- _DESCRIPTION OF THE TASK_
Recast the stretch of the entries below, from the line containing "in blue jacket with a single marker." through the end of the entries, as a numbered list, one line per item, leaving out any blank lines.

- _GIVEN INFORMATION_

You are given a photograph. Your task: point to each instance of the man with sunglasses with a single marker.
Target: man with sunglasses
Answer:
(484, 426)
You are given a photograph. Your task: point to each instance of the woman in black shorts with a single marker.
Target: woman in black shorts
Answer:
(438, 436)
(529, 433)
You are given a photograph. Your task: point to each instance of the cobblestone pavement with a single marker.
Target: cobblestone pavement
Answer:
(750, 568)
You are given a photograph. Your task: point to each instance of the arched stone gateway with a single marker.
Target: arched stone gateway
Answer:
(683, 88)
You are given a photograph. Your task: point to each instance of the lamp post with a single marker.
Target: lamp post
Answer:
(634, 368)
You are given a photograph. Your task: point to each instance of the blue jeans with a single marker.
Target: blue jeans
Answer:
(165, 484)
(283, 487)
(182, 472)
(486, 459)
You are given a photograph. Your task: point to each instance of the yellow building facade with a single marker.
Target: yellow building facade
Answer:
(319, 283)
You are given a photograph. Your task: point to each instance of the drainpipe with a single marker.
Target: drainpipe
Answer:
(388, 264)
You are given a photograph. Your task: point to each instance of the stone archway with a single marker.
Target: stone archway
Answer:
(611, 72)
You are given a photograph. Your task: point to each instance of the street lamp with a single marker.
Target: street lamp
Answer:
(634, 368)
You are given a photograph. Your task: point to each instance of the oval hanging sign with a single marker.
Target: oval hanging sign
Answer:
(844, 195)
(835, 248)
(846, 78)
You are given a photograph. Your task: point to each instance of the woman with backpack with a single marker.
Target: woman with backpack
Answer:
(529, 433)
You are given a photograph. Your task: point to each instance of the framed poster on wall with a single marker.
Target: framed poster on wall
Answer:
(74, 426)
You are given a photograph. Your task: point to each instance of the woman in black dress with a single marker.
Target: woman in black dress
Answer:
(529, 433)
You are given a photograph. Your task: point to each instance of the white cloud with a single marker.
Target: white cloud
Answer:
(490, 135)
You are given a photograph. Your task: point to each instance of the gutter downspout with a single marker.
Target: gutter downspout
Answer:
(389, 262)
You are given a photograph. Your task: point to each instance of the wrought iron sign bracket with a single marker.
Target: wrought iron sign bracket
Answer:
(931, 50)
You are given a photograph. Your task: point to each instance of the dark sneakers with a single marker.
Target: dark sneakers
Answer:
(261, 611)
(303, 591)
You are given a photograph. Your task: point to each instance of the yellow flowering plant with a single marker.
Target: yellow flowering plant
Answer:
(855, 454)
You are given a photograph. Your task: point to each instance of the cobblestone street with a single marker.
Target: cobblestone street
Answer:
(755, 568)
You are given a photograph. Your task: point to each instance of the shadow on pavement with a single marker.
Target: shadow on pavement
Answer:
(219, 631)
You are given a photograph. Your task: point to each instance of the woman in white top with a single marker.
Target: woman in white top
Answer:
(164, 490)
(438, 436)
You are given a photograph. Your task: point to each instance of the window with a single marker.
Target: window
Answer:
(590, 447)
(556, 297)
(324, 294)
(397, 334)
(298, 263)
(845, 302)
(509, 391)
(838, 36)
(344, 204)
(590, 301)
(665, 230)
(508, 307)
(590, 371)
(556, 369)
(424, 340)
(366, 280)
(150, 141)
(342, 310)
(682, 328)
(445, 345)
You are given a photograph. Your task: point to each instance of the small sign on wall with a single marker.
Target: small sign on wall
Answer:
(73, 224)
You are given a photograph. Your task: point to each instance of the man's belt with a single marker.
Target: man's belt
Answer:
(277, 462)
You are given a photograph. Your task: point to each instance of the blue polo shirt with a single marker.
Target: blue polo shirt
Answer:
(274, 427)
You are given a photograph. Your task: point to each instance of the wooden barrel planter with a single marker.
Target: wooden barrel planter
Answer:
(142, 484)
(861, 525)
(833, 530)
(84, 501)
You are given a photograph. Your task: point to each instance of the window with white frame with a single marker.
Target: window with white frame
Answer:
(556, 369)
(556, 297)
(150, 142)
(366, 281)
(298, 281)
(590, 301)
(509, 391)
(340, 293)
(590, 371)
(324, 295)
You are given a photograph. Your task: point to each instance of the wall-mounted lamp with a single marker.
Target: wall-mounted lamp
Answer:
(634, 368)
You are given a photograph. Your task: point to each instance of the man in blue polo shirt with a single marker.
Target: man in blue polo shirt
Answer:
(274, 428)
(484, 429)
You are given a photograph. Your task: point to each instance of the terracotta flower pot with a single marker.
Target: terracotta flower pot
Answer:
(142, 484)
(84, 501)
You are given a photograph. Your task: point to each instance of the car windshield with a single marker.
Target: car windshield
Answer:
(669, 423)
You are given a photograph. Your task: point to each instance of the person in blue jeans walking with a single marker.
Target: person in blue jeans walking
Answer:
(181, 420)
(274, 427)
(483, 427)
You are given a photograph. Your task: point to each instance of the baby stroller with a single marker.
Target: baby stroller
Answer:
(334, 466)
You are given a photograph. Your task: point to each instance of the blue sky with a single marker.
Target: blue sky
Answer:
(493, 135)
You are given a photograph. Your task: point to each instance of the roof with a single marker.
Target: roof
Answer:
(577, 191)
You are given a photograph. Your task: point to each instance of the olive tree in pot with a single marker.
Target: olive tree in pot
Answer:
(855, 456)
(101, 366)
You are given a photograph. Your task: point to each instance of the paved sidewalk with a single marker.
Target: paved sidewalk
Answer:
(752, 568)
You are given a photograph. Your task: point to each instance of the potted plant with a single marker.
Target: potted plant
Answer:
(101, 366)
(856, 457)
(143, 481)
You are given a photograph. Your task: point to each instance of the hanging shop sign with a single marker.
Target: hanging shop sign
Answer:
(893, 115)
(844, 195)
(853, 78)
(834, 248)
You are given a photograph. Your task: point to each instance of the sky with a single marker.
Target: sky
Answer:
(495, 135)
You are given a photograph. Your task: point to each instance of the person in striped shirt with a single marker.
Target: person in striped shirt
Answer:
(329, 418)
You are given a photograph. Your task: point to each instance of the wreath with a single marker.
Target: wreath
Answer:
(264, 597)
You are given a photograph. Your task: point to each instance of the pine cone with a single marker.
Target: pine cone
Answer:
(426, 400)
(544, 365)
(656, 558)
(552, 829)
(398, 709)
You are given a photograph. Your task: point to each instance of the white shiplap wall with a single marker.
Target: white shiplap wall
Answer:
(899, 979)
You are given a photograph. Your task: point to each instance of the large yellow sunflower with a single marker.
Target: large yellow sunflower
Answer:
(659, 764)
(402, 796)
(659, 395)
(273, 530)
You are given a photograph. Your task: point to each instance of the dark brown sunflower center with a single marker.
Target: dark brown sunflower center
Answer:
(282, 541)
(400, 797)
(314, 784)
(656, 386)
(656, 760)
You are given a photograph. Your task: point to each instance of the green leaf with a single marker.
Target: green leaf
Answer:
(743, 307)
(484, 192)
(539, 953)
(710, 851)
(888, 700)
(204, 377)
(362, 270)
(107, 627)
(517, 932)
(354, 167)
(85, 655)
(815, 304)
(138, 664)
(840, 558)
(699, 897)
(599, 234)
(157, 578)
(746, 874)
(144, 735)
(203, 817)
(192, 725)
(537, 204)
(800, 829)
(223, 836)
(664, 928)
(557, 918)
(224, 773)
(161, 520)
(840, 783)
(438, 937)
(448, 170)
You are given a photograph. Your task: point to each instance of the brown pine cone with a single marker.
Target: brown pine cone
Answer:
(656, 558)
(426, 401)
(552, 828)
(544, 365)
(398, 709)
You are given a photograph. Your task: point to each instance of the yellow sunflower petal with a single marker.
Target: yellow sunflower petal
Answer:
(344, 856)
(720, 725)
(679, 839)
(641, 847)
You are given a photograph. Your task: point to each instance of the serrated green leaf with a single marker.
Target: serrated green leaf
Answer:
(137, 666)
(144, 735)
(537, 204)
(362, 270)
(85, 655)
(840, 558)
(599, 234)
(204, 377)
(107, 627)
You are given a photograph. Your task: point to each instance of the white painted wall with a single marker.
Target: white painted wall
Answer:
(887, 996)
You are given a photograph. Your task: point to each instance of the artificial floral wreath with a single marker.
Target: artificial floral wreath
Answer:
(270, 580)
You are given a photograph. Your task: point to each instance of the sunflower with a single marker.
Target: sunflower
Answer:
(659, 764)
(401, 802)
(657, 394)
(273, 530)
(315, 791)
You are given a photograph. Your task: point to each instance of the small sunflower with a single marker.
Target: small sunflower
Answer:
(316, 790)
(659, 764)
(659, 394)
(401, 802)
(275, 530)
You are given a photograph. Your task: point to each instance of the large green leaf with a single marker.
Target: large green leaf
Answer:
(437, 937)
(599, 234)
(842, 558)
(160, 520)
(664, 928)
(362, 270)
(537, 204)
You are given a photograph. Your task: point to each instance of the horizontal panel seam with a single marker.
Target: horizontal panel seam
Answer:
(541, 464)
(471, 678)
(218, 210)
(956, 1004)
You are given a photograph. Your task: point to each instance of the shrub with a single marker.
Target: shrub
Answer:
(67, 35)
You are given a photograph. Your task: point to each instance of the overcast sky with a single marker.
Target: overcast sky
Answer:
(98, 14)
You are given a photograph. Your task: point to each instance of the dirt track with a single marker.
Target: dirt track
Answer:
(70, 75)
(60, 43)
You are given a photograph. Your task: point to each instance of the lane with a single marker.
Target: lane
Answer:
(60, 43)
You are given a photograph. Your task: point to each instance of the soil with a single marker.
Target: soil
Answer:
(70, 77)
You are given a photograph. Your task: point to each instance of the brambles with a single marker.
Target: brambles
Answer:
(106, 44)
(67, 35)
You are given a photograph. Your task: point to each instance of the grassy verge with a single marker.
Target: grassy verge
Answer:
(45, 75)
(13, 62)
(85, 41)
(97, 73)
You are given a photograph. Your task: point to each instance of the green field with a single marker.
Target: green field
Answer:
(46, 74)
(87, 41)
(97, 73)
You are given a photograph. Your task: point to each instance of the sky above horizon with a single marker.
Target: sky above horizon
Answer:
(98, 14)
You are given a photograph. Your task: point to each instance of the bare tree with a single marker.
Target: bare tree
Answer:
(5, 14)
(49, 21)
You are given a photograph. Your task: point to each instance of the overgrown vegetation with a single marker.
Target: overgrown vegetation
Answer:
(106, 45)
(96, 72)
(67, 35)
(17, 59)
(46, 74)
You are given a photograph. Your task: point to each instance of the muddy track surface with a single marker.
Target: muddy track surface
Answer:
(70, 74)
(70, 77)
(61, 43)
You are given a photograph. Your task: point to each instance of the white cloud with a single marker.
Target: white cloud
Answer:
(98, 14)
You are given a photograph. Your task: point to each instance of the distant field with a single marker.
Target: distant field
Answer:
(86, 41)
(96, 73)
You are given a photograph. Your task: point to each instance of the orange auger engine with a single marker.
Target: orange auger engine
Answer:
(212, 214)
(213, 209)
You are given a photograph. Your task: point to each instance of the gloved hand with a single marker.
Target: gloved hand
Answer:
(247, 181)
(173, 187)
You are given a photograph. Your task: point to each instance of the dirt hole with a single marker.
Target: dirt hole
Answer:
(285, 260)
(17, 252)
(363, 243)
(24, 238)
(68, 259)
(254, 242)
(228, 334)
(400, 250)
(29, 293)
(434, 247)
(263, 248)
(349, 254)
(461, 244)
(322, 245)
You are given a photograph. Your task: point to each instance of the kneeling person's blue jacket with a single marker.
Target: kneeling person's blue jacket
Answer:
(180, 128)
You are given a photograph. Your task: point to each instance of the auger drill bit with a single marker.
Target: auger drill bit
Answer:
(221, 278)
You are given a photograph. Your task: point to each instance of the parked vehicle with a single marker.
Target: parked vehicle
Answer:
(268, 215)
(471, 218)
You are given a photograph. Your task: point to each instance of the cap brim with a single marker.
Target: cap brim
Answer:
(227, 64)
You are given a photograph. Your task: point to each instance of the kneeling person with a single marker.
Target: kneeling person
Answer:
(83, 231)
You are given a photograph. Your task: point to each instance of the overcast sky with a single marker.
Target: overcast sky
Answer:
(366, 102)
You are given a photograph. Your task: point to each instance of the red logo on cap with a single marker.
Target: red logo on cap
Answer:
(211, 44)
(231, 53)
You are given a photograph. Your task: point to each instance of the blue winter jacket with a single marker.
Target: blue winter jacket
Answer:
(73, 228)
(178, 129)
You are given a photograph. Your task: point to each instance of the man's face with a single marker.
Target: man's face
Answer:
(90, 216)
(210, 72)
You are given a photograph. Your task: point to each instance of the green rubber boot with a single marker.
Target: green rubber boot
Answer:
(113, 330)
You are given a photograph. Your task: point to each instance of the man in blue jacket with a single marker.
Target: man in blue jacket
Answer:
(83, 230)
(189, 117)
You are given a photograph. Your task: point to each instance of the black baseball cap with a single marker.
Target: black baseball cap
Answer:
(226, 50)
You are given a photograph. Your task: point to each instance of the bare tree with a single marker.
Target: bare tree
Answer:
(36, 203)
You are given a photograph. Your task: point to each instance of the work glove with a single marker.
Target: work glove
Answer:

- _FINAL RESULT_
1. You are given a photograph. Your task: point to each instance of the man in blue jacket with a single marker.
2. Target: man in blue jacket
3. Answer:
4. (83, 230)
5. (189, 117)
6. You are given a photograph. Your task: point to each instance of the black baseball cap with a single marker.
7. Target: black baseball cap
8. Answer:
9. (226, 50)
10. You are given a photograph. Your task: point to each instance of the bare tree with a single marker.
11. Target: bare tree
12. Answer:
13. (36, 203)
14. You are given a photograph. Your task: point to each instance of the work glove with a single marker.
15. Target: work glove
16. Answer:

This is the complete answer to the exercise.